● **What needs to be done**: Copy out the entries that follow, unchanged.

● **Data for this task**:
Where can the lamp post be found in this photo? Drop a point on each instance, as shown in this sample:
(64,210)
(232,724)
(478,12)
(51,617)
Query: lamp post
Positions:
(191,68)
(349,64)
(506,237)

● **Task answer**:
Where can the lamp post be found in this photo? Drop a point on each instance, as shown in this sample:
(64,210)
(232,724)
(478,12)
(51,617)
Query: lamp post
Positions:
(191,68)
(349,64)
(506,237)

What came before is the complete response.